- _Exercise objective_: Which lines below contain the string "logo"? List each of those lines in full, counting only matches in the same letter case.

-------- Information given

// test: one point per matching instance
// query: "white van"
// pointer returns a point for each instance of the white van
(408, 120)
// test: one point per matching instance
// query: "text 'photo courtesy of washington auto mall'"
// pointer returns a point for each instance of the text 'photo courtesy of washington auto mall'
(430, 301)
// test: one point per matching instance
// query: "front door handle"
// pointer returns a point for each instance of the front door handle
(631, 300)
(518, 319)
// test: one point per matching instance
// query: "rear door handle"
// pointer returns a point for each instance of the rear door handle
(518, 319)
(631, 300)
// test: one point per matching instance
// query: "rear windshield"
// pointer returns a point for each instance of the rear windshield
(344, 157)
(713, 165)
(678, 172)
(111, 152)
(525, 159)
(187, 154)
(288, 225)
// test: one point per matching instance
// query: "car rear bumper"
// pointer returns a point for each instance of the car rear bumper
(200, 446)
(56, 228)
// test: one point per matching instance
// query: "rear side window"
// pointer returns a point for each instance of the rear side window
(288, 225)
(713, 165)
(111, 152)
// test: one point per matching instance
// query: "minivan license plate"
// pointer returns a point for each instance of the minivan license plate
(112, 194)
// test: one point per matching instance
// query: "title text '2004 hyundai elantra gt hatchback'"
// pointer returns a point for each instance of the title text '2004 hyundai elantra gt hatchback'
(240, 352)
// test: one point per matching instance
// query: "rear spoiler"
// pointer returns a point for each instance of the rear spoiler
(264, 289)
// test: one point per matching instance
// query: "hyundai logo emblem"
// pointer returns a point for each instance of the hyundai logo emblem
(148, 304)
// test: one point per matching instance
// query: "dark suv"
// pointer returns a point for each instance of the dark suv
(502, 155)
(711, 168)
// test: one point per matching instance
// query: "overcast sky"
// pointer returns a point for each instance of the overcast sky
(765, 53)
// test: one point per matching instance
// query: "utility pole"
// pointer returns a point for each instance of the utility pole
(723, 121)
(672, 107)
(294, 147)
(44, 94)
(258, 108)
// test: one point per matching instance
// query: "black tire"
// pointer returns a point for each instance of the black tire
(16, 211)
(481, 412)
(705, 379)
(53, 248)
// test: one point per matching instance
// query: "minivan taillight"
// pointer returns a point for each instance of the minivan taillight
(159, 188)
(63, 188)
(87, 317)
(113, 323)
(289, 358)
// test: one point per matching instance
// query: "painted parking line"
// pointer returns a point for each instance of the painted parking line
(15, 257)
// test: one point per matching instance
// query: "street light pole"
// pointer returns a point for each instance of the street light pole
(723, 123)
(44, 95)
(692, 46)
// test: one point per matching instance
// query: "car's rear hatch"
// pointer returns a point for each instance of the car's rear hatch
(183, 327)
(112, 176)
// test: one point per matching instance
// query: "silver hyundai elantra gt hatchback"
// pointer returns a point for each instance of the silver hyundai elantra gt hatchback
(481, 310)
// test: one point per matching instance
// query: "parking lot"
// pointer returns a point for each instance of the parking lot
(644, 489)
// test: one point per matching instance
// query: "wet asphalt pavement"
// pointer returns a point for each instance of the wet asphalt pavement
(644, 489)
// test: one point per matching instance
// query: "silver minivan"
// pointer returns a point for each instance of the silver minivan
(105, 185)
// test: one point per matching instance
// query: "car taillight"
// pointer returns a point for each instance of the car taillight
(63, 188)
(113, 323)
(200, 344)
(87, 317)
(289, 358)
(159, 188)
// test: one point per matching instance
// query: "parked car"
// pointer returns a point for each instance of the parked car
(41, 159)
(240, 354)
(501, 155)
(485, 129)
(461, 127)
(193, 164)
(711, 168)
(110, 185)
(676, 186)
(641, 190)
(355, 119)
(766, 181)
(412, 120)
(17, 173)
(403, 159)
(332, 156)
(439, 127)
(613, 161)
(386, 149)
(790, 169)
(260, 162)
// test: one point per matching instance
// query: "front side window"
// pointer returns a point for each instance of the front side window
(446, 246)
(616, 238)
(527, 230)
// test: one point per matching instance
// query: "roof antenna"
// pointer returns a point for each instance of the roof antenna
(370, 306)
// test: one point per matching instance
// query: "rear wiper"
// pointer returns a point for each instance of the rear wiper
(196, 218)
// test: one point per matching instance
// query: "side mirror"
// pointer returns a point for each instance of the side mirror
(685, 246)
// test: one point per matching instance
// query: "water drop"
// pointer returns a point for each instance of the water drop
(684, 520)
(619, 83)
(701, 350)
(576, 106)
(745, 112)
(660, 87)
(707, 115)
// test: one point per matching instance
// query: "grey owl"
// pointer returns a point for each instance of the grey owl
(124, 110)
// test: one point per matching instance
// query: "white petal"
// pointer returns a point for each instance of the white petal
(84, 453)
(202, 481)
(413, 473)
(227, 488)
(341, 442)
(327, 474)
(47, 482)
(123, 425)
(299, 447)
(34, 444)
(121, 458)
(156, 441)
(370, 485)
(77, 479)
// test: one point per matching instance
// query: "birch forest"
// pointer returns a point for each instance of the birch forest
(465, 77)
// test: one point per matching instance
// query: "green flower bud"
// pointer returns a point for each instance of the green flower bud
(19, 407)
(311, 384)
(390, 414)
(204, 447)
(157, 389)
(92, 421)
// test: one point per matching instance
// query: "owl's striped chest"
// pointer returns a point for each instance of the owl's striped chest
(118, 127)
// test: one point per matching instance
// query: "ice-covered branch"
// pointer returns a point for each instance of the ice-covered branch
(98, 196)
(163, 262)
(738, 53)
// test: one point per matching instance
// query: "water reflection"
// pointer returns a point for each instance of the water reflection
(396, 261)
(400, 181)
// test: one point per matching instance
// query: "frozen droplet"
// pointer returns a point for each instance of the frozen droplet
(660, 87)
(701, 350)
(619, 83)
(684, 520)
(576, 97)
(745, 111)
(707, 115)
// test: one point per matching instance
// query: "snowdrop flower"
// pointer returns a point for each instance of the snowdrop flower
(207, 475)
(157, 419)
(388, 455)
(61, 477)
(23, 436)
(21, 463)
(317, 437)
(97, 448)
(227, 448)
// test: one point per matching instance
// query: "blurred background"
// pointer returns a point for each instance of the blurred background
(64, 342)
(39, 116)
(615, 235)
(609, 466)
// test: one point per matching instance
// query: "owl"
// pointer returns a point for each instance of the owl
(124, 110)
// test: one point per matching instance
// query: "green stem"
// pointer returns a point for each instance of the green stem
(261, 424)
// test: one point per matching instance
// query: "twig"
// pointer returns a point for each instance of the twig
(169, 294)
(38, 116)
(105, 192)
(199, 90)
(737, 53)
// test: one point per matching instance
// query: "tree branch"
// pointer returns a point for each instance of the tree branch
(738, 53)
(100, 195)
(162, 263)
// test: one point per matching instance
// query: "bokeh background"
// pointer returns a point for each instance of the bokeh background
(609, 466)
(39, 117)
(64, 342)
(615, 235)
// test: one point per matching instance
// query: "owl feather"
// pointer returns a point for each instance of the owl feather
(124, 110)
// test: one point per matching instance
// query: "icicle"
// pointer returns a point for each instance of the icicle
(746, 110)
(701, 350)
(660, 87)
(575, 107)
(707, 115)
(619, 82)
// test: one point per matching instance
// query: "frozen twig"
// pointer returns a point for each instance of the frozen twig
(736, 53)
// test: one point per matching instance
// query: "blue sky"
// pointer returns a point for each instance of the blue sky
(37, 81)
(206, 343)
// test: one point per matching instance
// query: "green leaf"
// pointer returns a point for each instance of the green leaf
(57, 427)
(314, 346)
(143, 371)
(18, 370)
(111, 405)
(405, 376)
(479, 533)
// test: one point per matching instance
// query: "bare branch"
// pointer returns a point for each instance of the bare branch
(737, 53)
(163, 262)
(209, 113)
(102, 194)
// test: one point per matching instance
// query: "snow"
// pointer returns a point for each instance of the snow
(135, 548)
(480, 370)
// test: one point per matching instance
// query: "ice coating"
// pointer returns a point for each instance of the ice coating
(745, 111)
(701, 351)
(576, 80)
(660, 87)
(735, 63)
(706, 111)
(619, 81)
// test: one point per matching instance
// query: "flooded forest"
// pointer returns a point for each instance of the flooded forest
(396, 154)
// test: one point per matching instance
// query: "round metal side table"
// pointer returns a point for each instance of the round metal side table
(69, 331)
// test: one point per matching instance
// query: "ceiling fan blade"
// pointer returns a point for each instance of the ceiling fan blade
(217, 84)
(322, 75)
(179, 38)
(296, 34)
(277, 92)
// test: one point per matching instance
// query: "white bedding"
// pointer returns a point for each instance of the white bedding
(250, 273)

----------------

- _The solution_:
// query: "hyundai logo emblem"
// pointer returns a point for each instance of the hyundai logo emblem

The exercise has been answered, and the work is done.